▸ **EXERCISE**:
Everything in the records must be copied exactly, apart from the pictures.

+++ MATERIAL FOR THE TASK +++

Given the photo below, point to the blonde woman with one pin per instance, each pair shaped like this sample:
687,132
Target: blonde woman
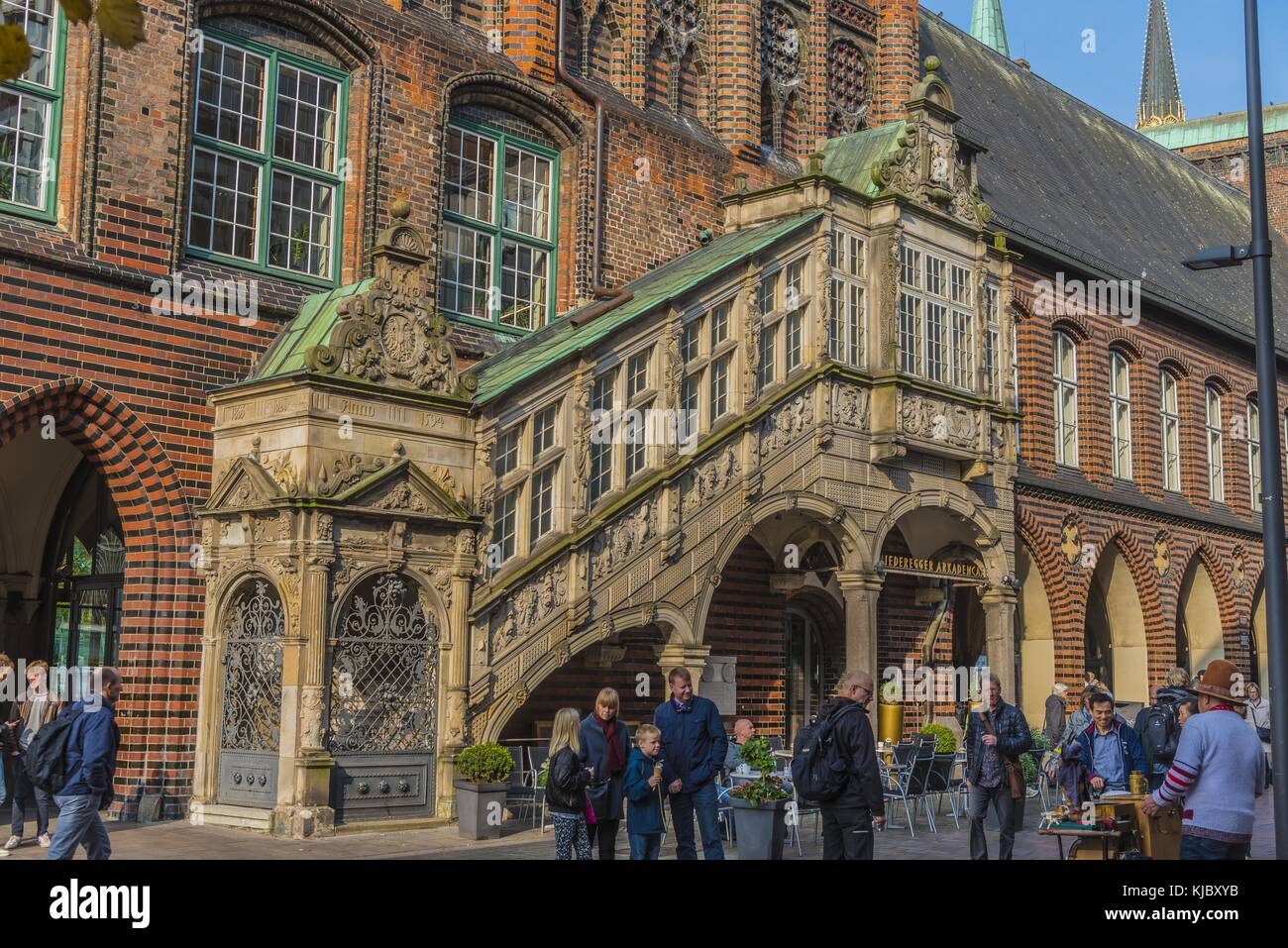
566,788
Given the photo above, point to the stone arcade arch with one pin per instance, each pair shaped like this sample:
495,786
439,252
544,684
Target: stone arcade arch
1115,640
1198,617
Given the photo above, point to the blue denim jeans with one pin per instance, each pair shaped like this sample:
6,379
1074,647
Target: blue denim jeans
645,846
78,822
683,806
1203,848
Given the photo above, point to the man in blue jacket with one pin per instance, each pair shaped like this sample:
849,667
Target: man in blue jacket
1109,747
88,768
694,749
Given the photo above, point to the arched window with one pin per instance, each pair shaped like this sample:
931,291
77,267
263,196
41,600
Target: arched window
268,159
1170,410
1120,402
85,565
1212,425
1065,401
1254,454
31,111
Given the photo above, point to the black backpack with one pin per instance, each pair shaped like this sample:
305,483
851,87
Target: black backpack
47,756
1159,728
818,772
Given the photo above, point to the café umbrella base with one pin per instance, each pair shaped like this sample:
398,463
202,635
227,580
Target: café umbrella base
480,809
761,830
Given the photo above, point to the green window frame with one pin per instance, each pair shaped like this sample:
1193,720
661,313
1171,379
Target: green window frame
31,112
266,188
489,269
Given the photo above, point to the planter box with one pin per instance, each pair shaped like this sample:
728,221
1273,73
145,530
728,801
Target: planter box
480,809
761,830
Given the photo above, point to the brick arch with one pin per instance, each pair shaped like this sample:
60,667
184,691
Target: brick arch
161,594
1225,594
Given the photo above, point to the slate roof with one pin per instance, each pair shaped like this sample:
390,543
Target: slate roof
1067,176
559,339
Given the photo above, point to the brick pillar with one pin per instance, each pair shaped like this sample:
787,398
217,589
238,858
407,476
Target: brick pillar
735,73
898,52
529,35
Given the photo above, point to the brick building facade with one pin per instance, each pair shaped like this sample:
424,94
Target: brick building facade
545,184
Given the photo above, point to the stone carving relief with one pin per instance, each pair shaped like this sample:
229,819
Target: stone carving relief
849,404
932,419
391,334
786,424
623,539
708,480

+++

▸ **OUTPUT OF THE EXERCISE**:
Given the photo below, point to the blonde woman with one pin per instance, each pair shaped like this sample:
687,132
Target: blonde woman
566,788
Given the photo above, point to the stone arcade arch with one pin per instance, each pair shaped like this sample:
495,786
439,252
544,684
Target: stone arcade arch
1115,640
1198,617
Given the photo above, point to the blue denim jeans with one pin per instance, each pair shaped like this sample:
6,379
1074,647
Target: blue denim jeans
645,846
78,822
683,806
1203,848
Given the photo above, point to the man in blue jacket with one pin per instance, each pair shaped like this sample:
849,667
Target: man in blue jacket
1109,747
88,768
694,749
Given the photo above, point to the arched window with one pin per instance, each pair shaped like this sample:
931,291
77,267
263,196
41,600
Target: arched window
268,159
1170,410
1120,402
85,565
1212,425
1065,401
1254,454
31,111
Given the photo above, point to the black backpack with one pin per instance, each pair shaped like this sample:
305,483
851,87
Target: black backpack
47,756
1159,728
818,772
Given the photo above, point to the café umbrella base with one pin per instance, each pair shaped like this sample:
398,463
202,635
227,580
Target: café umbrella base
480,809
761,830
Given the photo above, point to the green window frame with one pin per instance, each pair shaped like this sample:
1193,720
661,313
1171,379
Target: green window frame
31,112
266,188
489,269
Given the photo above, point to the planter box with one pin per instance, each pair shaped like this sample:
728,221
1273,73
145,530
728,801
Target: planter box
480,809
761,830
Given the photo above, point to the brick arch with one pin per instance, each pair shaped like this sample:
60,667
184,691
Target: brick arch
161,594
1225,594
Given the photo above, point to the slate roof with one pin per instance, each pair shaped like this sample:
390,543
Target: slate roof
1067,176
559,339
Given the photo above, point to the brick pillar with one pin per instance, each pair shaped like this sample:
787,398
217,589
238,858
407,476
Target: brick pillar
735,73
898,52
529,35
Given the photo above, point to the brick building facade with one pin per instance, each pair shaped like this sample:
424,94
Target: brick building facade
545,184
Given the photo above, point to the stone carving relief with one pin per instance, each pair shaped like this sample:
229,819
Target: stone carving relief
849,404
932,419
391,334
786,424
623,539
708,480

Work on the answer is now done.